Alternatively, you could start future-proofing today. In some personal pages, I've started using rounded corners by using all three properties: the soon-to-be "official" one, the Mozilla-specific one, and the WebKit-specific one. This method works perfectly for Firefox, Camino, and nightly WebKits and for older browsers downgrades nicely to plain corners:

.roundbox {
-moz-border-radius: 1em;
-khtml-border-radius: 1em;
border-radius: 1em;
}

Wyatt
2006-07-13, 16:45
Do I remember correctly that there was a way to set each specific corner as well? I really only need to set two in each div (although I could just do the holder div).

Brad
2006-07-13, 16:58
See here:

http://www.w3.org/TR/2005/WD-css3-background-20050216/#the-border-radius

You can use border-top-right-radius, border-bottom-right-radius, border-bottom-left-radius, border-top-left-radius, and border-radius (all).

DATASET ROWS ->
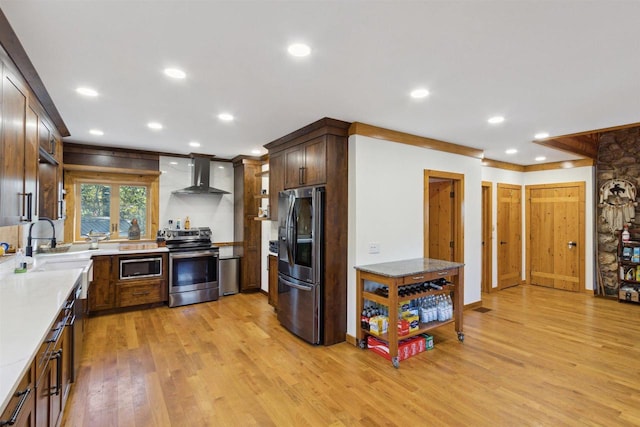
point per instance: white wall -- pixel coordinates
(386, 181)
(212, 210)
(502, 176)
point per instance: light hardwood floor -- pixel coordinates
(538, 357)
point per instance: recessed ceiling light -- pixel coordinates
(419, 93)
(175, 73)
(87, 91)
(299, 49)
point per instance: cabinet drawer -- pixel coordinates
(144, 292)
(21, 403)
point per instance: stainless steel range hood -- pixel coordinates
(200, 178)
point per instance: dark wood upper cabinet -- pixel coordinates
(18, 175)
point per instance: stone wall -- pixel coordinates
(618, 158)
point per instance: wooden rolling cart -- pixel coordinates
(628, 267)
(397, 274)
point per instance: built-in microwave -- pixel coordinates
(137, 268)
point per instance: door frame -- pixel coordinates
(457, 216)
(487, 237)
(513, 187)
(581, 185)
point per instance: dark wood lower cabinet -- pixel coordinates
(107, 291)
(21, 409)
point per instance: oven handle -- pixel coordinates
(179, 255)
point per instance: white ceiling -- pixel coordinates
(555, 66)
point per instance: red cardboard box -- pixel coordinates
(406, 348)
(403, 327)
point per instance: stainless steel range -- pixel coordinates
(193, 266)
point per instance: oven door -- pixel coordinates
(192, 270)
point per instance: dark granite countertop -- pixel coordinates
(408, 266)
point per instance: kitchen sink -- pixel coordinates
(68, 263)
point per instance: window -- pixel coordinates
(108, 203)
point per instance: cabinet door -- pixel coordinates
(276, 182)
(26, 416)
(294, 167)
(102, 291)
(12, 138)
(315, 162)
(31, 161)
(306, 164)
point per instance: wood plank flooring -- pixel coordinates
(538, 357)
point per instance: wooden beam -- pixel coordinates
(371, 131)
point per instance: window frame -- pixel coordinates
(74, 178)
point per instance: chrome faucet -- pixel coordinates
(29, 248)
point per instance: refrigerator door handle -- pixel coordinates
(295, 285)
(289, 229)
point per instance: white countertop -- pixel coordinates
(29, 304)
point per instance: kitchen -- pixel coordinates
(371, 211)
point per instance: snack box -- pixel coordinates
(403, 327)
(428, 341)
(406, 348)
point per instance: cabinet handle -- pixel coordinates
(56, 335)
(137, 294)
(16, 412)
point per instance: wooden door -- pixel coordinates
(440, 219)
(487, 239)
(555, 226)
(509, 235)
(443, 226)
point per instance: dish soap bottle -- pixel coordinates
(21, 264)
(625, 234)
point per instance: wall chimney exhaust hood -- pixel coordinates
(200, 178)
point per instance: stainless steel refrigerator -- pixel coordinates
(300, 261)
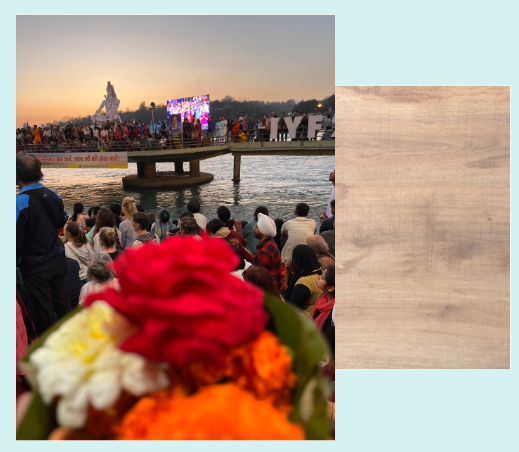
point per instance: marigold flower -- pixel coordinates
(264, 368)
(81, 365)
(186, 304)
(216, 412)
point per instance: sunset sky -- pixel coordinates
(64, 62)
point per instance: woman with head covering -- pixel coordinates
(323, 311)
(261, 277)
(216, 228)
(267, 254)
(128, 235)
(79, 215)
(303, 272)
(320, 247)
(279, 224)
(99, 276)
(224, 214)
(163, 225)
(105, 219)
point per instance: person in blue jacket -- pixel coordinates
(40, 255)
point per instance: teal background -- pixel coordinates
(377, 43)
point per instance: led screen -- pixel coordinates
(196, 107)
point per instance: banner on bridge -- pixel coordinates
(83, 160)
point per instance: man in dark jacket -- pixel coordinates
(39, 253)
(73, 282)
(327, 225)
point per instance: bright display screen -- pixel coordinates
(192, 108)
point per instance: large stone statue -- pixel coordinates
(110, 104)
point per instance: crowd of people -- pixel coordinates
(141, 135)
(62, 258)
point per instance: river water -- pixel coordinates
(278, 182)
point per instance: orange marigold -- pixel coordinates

WORK INSTRUCTIONS ->
**1.** Quote the forum excerpt between "Alternatively, you could" and "the holder div).", inclusive.
**2.** Please print the records between the line holding "point per instance: sunset" and the last line of the records, inclusive.
The forum excerpt and the records come from unrelated sources.

PER-TASK OUTPUTS ->
**1.**
Alternatively, you could start future-proofing today. In some personal pages, I've started using rounded corners by using all three properties: the soon-to-be "official" one, the Mozilla-specific one, and the WebKit-specific one. This method works perfectly for Firefox, Camino, and nightly WebKits and for older browsers downgrades nicely to plain corners:

.roundbox {
-moz-border-radius: 1em;
-khtml-border-radius: 1em;
border-radius: 1em;
}

Wyatt
2006-07-13, 16:45
Do I remember correctly that there was a way to set each specific corner as well? I really only need to set two in each div (although I could just do the holder div).

**2.**
point per instance: sunset sky -- pixel coordinates
(64, 62)
point per instance: woman with head covering -- pixel coordinates
(323, 311)
(261, 277)
(216, 228)
(267, 254)
(128, 235)
(79, 215)
(303, 272)
(320, 247)
(279, 224)
(99, 276)
(224, 214)
(163, 225)
(105, 219)
point per instance: person in blue jacket -- pixel coordinates
(40, 255)
point per instance: teal background -- pixel coordinates
(377, 43)
point per instance: led screen -- pixel coordinates
(196, 107)
point per instance: banner on bridge -- pixel coordinates
(83, 160)
point per instance: man in dark jacket -- pixel coordinates
(39, 253)
(73, 282)
(327, 225)
point per instance: bright display screen -- pixel coordinates
(192, 108)
point per instance: large stone statue -- pixel coordinates
(110, 104)
point per instance: crowd of people -- pixel coordinates
(141, 135)
(62, 258)
point per instance: river water -- pixel coordinates
(278, 182)
point per instance: orange marigold -- pixel coordinates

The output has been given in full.